Exercise task
Quote the lines below exactly, from the one that holds "Task: for the roadway count, mark the white haze" through the final line of the records, and only those.

Material provided
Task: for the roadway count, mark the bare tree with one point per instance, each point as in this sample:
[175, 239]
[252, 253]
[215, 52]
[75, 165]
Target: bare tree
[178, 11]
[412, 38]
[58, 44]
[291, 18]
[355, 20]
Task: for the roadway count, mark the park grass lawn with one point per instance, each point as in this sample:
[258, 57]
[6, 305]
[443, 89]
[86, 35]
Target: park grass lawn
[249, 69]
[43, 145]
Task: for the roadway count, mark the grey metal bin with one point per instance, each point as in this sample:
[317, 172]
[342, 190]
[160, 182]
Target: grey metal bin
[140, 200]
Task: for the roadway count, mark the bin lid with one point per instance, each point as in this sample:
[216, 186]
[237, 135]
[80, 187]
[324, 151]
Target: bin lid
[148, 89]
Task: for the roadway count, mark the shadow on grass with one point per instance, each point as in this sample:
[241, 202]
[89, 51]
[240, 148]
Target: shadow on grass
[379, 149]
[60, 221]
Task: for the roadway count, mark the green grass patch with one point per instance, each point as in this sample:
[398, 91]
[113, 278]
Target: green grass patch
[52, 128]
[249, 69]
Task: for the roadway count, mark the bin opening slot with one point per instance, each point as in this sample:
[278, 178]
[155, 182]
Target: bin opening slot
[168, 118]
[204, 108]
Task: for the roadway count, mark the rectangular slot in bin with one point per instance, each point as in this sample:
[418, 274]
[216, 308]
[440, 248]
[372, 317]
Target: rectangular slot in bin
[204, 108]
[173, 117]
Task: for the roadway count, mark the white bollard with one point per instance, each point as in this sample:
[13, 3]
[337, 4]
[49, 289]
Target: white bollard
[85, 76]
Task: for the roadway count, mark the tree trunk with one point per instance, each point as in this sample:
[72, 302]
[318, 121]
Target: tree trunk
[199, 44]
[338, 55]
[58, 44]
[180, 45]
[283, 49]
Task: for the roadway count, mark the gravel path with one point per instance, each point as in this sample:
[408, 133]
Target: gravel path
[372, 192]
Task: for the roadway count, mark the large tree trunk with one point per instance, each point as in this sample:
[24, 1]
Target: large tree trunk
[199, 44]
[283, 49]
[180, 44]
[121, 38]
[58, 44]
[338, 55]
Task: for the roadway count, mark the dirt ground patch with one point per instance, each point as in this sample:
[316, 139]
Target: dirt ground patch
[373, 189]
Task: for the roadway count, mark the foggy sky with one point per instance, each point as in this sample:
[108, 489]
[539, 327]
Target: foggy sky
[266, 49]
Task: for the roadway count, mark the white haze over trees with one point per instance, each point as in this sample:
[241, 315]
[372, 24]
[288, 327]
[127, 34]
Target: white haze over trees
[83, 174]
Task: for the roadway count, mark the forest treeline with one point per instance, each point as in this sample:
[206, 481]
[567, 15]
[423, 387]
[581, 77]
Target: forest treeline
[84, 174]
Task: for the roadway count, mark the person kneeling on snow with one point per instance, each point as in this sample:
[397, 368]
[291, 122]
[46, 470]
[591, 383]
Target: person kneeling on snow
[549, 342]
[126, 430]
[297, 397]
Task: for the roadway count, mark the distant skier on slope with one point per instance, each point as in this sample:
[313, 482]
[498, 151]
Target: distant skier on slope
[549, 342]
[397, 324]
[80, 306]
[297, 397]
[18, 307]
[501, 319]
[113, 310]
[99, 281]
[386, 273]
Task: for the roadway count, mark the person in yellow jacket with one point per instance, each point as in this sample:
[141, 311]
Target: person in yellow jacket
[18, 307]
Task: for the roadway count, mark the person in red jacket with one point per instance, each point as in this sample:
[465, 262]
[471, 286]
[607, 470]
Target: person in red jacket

The reply
Task: for the roadway count, mark the white haze over trees with one point per instance, each point as in this sample:
[241, 315]
[372, 24]
[288, 327]
[127, 34]
Target: white haze over trees
[83, 174]
Task: for the roadway count, mark the forest treeline with one point per instance, each point as in this sample:
[206, 481]
[567, 15]
[423, 387]
[581, 77]
Target: forest treeline
[84, 174]
Task: for the roadway count, mark the person kneeling on snow with one point per instance, each point as in this sample:
[397, 368]
[291, 122]
[46, 470]
[591, 383]
Target: person kneeling on snow
[549, 342]
[126, 430]
[297, 397]
Task: for the roadway count, mark the distant skier on slope with one point per instance, each point as in this sample:
[313, 482]
[498, 151]
Target: distant skier on slope
[549, 342]
[397, 324]
[80, 306]
[297, 397]
[18, 307]
[501, 319]
[113, 310]
[99, 281]
[386, 273]
Task: for the roadway count, mark the person in yellow jacket with one point per instance, each point as in this sample:
[141, 311]
Target: person in yellow jacket
[18, 307]
Task: for the roadway count, mark the person in red jacket with one point per instance, each point as in this sample:
[465, 262]
[471, 286]
[607, 470]
Target: person in red jacket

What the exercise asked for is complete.